§ Instructions to follow:
Give a verbatim quotation of every record.

§ Records:

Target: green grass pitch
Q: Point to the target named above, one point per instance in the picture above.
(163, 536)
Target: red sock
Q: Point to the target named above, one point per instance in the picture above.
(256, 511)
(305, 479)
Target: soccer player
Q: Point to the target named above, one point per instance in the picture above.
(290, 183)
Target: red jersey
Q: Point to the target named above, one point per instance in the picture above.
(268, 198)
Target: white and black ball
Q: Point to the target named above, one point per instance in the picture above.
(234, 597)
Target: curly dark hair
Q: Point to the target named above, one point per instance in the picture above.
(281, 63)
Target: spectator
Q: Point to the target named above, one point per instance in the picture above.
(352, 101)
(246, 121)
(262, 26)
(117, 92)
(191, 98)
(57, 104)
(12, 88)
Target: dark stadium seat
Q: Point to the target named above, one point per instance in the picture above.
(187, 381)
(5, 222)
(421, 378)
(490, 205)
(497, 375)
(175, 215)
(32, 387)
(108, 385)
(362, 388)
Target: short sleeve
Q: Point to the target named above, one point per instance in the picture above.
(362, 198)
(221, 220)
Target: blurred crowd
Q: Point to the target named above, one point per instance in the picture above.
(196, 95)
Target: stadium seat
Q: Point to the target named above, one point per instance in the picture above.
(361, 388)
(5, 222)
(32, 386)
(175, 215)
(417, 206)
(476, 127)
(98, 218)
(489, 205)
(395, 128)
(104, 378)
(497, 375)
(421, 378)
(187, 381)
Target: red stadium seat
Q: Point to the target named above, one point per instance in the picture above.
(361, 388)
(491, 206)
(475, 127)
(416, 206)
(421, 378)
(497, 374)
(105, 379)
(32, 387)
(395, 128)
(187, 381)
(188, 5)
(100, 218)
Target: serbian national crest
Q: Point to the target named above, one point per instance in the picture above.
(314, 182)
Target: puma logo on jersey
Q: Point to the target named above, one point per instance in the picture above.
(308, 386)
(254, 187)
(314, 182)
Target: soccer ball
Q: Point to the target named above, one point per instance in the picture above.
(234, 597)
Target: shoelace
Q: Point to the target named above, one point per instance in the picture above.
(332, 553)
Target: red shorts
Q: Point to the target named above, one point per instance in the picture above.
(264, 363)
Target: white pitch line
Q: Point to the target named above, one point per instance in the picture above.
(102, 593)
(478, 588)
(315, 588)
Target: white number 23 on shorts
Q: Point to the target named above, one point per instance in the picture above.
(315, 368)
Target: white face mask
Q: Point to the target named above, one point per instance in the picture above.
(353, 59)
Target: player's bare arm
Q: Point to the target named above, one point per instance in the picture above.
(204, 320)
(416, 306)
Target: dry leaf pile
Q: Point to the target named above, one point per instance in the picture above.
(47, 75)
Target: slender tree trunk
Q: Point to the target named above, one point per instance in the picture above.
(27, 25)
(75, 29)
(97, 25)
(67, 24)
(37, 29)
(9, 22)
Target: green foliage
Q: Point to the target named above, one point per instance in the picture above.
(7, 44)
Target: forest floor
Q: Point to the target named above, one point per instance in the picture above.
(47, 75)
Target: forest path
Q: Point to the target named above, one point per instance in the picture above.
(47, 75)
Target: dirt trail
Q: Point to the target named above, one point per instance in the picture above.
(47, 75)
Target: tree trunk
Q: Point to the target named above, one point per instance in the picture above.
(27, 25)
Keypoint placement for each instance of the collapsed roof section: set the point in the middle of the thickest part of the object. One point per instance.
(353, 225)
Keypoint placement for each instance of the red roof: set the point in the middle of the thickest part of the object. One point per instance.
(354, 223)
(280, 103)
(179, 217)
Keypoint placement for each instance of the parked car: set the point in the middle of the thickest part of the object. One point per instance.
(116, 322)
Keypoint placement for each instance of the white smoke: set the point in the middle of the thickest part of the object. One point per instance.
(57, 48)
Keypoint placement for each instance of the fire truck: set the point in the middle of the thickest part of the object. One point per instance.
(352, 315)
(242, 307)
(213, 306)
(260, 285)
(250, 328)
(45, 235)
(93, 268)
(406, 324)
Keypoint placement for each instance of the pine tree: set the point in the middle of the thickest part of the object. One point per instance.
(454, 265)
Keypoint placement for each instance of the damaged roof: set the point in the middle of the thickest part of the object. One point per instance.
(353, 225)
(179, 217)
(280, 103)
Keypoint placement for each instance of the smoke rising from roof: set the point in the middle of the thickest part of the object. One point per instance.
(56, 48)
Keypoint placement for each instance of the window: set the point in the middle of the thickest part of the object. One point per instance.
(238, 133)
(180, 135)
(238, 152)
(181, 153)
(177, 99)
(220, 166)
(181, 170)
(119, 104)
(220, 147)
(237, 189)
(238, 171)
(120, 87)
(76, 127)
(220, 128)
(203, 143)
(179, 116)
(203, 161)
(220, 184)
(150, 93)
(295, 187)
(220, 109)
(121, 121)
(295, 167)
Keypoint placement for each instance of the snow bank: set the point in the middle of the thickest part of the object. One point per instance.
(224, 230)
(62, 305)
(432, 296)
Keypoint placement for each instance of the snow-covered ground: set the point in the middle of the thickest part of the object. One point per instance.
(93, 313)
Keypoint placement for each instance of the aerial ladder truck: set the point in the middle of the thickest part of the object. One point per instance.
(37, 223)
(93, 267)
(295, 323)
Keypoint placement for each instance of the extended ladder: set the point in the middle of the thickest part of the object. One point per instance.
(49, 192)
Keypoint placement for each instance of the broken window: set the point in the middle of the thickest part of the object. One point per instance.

§ The completed task:
Target: green grass pitch
Q: Point to the target named above, one point per instance in the picture above.
(163, 536)
Target: red sock
Q: Point to the target named above, one point per instance in the picture above.
(256, 511)
(305, 479)
Target: soccer player
Q: Point to the target named above, one point per instance in the picture above.
(290, 183)
Target: red jersey
Q: Point to the target named above, one point per instance in the picture above.
(268, 198)
Target: white and black ball
Q: Point to the target named above, one point per instance in the picture above.
(234, 597)
Target: curly dark hair
Q: Point to the target named above, one point per instance in the picture above.
(281, 63)
Target: spectator
Q: Point to the target named above, one point per instance in the picture above.
(352, 101)
(246, 121)
(262, 26)
(117, 92)
(191, 98)
(57, 104)
(12, 88)
Target: dark stadium seat
Q: Point to the target named above, one point per instance in the picture above.
(187, 381)
(5, 222)
(421, 378)
(490, 205)
(497, 375)
(175, 215)
(32, 387)
(108, 385)
(362, 388)
Target: short sleeve
Q: Point to the target named above, one point per instance in the picture above.
(362, 198)
(221, 220)
Target: blurred crowd
Q: Point to the target named above, one point per instance in the picture above.
(196, 95)
Target: stadium seat
Q: Point to the target named above, one point per instance in the picture above.
(361, 388)
(5, 222)
(32, 386)
(175, 215)
(417, 206)
(476, 127)
(98, 218)
(489, 205)
(395, 128)
(104, 378)
(497, 375)
(421, 378)
(187, 381)
Target: red stadium seat
Q: Point to the target named above, one point per instance in the picture above.
(361, 388)
(491, 206)
(475, 127)
(416, 206)
(421, 378)
(497, 374)
(105, 379)
(32, 387)
(395, 128)
(187, 381)
(188, 5)
(100, 218)
Target: serbian national crest
Q: Point to the target named above, one point per instance in the picture above.
(314, 182)
Target: puma logo on jersey
Q: Point to the target named above, one point per instance in the picture above.
(308, 386)
(254, 187)
(314, 182)
Target: soccer ball
Q: Point to the target named above, one point per instance in the picture above.
(234, 597)
Target: shoelace
Q: Point to the target named above, one point per instance in the picture above.
(332, 553)
Target: red shorts
Q: Point to the target named above, one point per instance in the picture above.
(264, 363)
Target: white pitch line
Q: Point to the target named above, one point per instance in the picture above.
(102, 593)
(478, 588)
(315, 588)
Target: white number 23 on shorts
Q: Point to the target named above, one point per instance in the picture above.
(315, 368)
Target: white face mask
Q: Point to the target named above, one point per instance in the picture above.
(353, 59)
Target: player's bare arm
Q: Point to the target named above, one point per instance in the picture above.
(204, 320)
(416, 306)
Target: dry leaf pile
Q: Point to the target named above, one point per instance in the picture above.
(47, 75)
Target: slender tree trunk
Q: Point to the target named above, one point per instance in the picture above.
(27, 25)
(75, 29)
(97, 25)
(67, 24)
(37, 29)
(9, 22)
Target: green foliage
Q: Point to the target named above, one point per instance in the picture above.
(7, 44)
Target: forest floor
Q: Point to the target named above, one point per instance in the picture above.
(47, 75)
Target: forest path
Q: Point to the target named above, one point per instance in the picture above.
(47, 75)
Target: dirt trail
Q: Point to the target named above, one point per instance in the picture above.
(47, 75)
Target: tree trunk
Q: Point to the target named above, one point per instance in the picture above.
(27, 25)
Keypoint placement for each instance of the collapsed roof section: set the point in the middle of the thickest part of the object. One point per instance.
(353, 225)
Keypoint placement for each instance of the red roof: set the point in the middle of the thickest part of the object. One point per instance.
(354, 223)
(280, 103)
(179, 217)
Keypoint placement for each instance of the parked car: set the point in the middle of the thickest part of the object. One point per instance.
(116, 322)
Keypoint placement for each instance of the white smoke: set the point in the middle of the thickest part of the object. One point per instance.
(57, 48)
Keypoint placement for each instance of the fire truck: set the point in the middle of the thickest part of the object. One point per instance.
(352, 315)
(242, 307)
(213, 306)
(260, 285)
(250, 328)
(45, 235)
(93, 268)
(406, 324)
Keypoint placement for each instance of the pine tree: set the point in the middle of the thickest part of the object. One point per instance.
(454, 265)
Keypoint placement for each instance of the damaged roof: set the point in the middle of the thickest part of the object. One point per instance.
(353, 225)
(179, 217)
(280, 103)
Keypoint placement for each instance of the smoke rising from roof: set the point in the middle of the thickest part of the object. One point per instance.
(56, 48)
Keypoint placement for each instance of the window: set the point in the middle of the thickest part of the object. One point per instance.
(238, 133)
(180, 135)
(238, 152)
(181, 153)
(177, 99)
(220, 166)
(181, 170)
(119, 104)
(220, 147)
(237, 189)
(238, 171)
(120, 87)
(76, 127)
(220, 128)
(203, 143)
(179, 116)
(203, 161)
(220, 184)
(150, 93)
(295, 187)
(220, 109)
(121, 121)
(295, 167)
Keypoint placement for each instance of the snow bank: set the point in the middle of the thickest part of the object. One point per instance.
(224, 230)
(62, 305)
(432, 296)
Keypoint placement for each instance of the snow-covered ground: set the point in the middle of the thickest part of the object. One point per instance.
(93, 313)
Keypoint placement for each instance of the aerial ladder truck: set the point in the middle of the thickest part of the object. One point per instance.
(37, 223)
(93, 267)
(295, 323)
Keypoint placement for each instance of the extended ladder: set the point in the middle of the thickest part of the object. One point per instance.
(49, 192)
Keypoint placement for each instance of the broken window: set the point in the middle of the thickest part of the object. One point per instance.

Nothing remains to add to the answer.